====== Page excerpt ======
Profiles in Creation: Jay Delaney

Profiles in Creation: Jay Delaney

Chasing the new American dream

The big picture: Jay Delaney

The big picture: Jay Delaney

Not Your Typical Bigfoot Movie is a strange, oddly moving flick. It tracks Dallas Gilbert and Wayne Burton as they “research” the legendary and elusive bigfoot in Portsmouth, Ohio, a town that clearly has seen better days.

The emphysematic Gilbert and the burly Burton try to lure bigfoot out of the woods and onto film, spending almost all their time on the effort. Jay Delaney's movie, a decidedly independent, $11,000 production, debuted at South by Southwest in 2008, screened at the 2009 Cleveland International Film Festival, and will screen again at the Weapons of Mass Creation Fest, May 22 and 23.

It's a keeper. Not a runaway success and very much a cult flick, it's got legs.

“Ever since I was a teen-ager, I always loved movies,” says Delaney by phone from Chicago, where he's president and chief executive officer of the Edgewater Chamber of Commerce. “I loved Pee-wee's Big Adventure when I was a kid – it still is one of my favorite films –and I also remember the first Batman film with Michael Keaton.

"My family and I regularly went to see movies [while I was] growing up in southern Ohio. There weren't a whole lot of entertainment options.”

Delaney grew up in Lucasville and graduated from Wright State University in Dayton in 2001 with a marketing degree. That major allowed him to take only one film class.

However, during his senior year, Delaney took a course in the films of the radical documentarian Frederick Wiseman, a specialist in social institutions whose notable films include The Cool World and the controversial Titicut Follies. The teacher was Robert Scherer, then associate dean of the Wright State business school. (Scherer is now dean of the business school at Cleveland State University.)

Delaney wrote his thesis on marketing independent films, and in 2001, made American Dream, a low-budget, low-fi short about Gilbert and Burton that years later evolved into Not Your Typical Bigfoot Movie.

“What intrigued me is that these two guys, who are the subjects of the film, are from Portsmouth, just outside of Lucasville,” says Delaney. “I loved the idea that they have this passion for bigfoot and for proving to the world that bigfoot exists.
======
§ What you will do
1 – In the Jay Delaney profile, reproduce word for word everything from "Delaney grew up" down to "Cleveland State University.)".
2 – Where and in what year did Jay Delaney's movie debut, according to the Jay Delaney profile?
====== Records shown ======
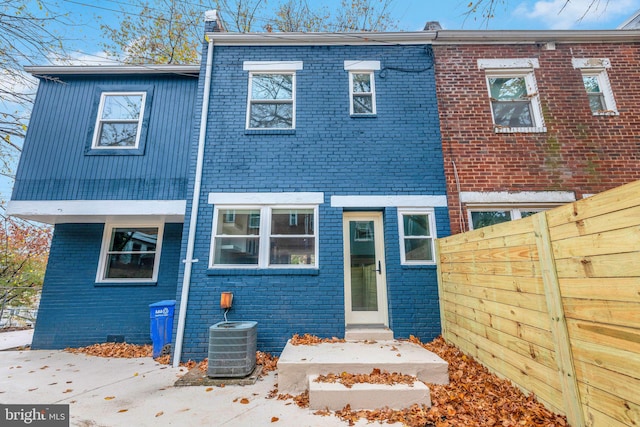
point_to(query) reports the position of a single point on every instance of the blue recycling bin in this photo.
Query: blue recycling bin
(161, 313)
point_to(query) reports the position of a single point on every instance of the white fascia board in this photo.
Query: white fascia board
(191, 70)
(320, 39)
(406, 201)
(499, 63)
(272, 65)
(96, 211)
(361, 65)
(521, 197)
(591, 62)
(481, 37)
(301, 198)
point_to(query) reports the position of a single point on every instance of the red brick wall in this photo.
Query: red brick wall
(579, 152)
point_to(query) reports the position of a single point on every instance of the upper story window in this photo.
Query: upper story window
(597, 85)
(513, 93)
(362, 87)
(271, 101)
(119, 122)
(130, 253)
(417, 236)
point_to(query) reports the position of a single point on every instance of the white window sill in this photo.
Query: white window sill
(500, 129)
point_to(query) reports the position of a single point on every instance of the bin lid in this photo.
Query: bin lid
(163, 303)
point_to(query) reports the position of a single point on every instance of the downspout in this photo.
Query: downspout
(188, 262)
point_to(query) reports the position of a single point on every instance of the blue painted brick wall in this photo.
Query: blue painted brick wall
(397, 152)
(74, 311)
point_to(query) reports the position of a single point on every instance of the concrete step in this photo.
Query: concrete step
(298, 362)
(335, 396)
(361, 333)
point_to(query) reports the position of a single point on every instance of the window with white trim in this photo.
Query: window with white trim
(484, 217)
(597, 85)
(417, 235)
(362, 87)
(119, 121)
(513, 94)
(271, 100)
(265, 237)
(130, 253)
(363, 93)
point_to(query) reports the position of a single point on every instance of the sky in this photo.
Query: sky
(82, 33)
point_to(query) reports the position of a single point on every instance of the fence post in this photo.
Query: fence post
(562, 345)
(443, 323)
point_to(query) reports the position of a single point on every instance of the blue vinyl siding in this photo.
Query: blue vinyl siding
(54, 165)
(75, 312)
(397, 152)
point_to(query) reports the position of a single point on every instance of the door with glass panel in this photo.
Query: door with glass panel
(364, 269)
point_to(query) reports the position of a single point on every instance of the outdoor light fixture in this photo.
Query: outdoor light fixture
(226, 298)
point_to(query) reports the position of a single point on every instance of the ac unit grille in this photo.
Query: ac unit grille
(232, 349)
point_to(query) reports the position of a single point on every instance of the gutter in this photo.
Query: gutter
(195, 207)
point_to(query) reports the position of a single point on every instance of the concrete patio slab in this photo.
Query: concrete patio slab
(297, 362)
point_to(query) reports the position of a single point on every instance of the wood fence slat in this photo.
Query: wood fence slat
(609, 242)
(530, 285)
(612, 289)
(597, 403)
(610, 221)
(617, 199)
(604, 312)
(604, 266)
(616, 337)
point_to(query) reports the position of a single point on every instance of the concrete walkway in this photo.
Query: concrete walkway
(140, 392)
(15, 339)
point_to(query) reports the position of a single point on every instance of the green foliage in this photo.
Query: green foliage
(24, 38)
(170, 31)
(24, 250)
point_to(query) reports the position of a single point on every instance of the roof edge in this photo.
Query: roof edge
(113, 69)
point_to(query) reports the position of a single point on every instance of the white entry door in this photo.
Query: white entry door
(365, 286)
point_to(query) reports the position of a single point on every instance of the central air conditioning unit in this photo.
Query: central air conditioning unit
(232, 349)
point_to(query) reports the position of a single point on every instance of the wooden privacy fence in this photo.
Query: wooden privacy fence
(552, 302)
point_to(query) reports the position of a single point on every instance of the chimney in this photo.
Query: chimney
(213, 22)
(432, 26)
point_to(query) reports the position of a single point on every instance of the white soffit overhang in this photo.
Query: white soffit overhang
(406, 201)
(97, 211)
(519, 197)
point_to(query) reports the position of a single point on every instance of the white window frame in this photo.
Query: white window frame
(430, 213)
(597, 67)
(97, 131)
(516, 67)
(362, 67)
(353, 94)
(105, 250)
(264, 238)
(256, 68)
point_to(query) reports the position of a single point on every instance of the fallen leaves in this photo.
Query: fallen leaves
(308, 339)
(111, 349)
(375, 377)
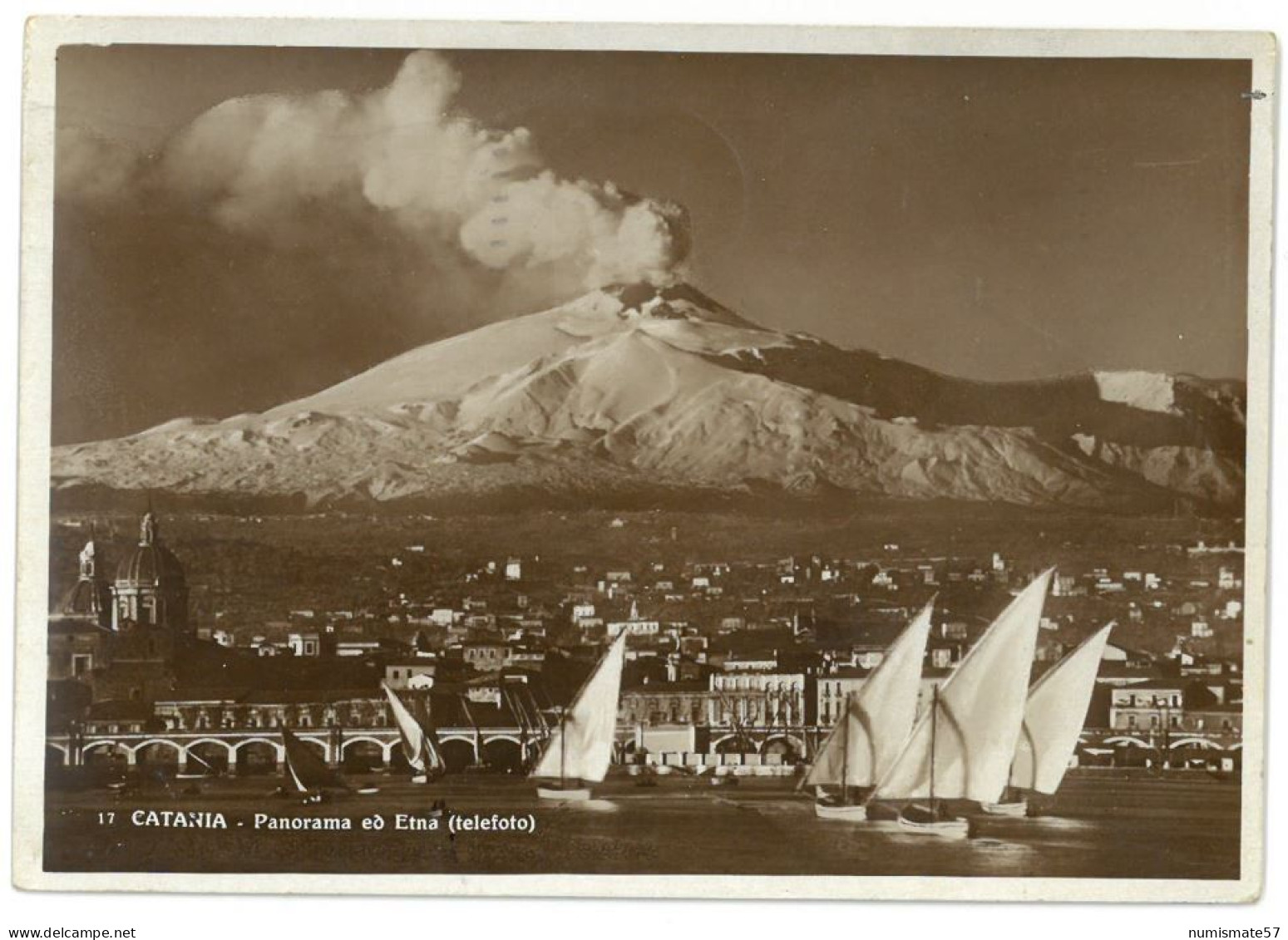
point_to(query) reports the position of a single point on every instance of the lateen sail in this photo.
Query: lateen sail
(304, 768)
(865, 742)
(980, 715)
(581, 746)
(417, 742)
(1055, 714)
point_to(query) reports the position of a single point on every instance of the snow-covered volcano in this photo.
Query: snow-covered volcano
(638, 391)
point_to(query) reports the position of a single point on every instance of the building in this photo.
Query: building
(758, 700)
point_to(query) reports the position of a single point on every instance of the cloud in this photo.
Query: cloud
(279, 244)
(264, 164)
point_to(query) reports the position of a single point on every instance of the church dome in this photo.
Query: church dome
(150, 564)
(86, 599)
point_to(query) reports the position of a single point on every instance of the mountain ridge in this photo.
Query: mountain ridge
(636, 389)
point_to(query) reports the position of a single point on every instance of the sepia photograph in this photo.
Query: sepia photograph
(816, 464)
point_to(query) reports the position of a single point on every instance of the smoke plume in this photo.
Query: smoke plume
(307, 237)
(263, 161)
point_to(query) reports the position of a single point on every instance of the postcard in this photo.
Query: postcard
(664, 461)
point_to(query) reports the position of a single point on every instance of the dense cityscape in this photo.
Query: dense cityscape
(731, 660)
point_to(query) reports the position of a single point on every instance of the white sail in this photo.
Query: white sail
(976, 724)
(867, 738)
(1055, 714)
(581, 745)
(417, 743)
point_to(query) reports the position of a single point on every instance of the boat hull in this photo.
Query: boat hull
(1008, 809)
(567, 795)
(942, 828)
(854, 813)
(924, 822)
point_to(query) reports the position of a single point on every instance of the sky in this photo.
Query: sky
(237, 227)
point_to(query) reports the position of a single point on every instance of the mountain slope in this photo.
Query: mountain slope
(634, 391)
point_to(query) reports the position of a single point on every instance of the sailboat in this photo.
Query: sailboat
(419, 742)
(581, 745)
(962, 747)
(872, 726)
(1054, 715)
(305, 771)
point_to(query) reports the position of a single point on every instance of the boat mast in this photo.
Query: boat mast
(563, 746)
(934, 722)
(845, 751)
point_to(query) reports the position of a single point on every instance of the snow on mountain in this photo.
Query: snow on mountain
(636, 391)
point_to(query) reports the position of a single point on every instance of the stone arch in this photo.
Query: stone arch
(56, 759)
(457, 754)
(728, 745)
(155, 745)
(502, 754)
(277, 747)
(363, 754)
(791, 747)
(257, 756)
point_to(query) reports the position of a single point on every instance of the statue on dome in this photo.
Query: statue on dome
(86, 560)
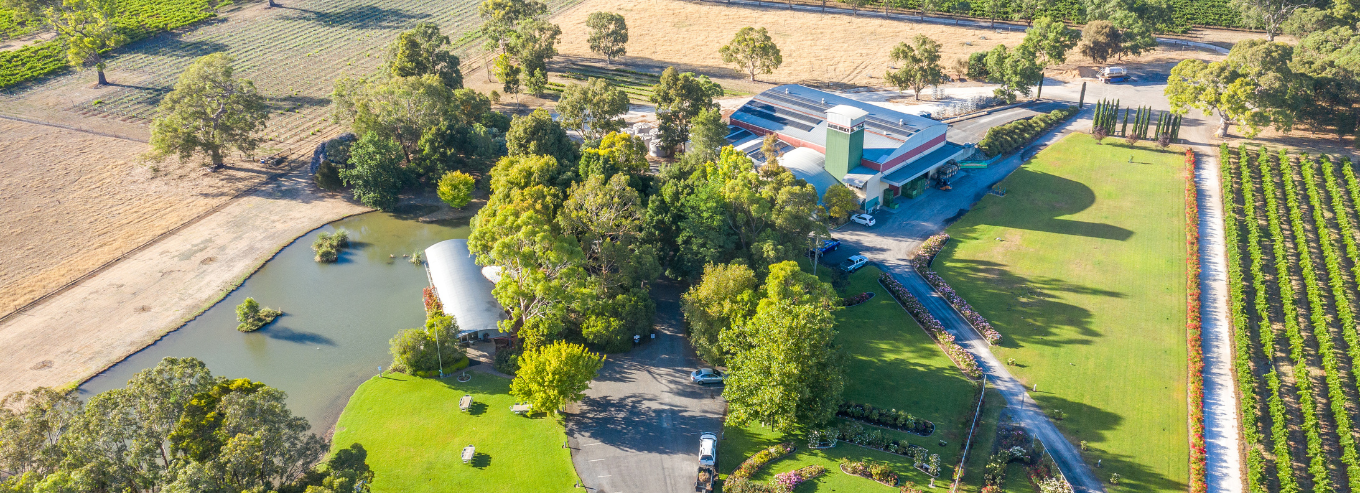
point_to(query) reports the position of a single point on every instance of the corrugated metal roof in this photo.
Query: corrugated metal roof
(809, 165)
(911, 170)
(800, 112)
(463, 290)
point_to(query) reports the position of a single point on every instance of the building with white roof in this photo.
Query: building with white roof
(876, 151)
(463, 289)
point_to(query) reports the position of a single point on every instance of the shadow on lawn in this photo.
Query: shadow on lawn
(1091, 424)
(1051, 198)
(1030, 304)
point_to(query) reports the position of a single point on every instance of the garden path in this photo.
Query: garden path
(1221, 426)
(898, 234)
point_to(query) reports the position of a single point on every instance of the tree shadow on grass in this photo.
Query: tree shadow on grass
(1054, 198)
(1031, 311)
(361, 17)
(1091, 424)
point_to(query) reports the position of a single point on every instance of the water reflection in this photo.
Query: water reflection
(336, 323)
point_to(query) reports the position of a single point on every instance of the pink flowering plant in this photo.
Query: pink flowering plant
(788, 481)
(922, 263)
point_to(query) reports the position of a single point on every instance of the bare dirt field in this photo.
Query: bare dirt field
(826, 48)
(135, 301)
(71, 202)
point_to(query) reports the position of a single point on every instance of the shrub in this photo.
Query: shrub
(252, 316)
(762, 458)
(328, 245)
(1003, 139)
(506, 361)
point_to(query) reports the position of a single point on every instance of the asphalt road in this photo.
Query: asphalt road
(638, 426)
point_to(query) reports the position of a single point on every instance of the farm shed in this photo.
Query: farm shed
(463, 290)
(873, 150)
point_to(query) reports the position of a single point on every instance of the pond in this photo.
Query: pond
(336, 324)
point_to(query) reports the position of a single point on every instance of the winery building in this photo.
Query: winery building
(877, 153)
======
§ Final answers
1 –
Delaney grew up in Lucasville and graduated from Wright State University in Dayton in 2001 with a marketing degree. That major allowed him to take only one film class.

However, during his senior year, Delaney took a course in the films of the radical documentarian Frederick Wiseman, a specialist in social institutions whose notable films include The Cool World and the controversial Titicut Follies. The teacher was Robert Scherer, then associate dean of the Wright State business school. (Scherer is now dean of the business school at Cleveland State University.)

2 – It debuted at South by Southwest in 2008.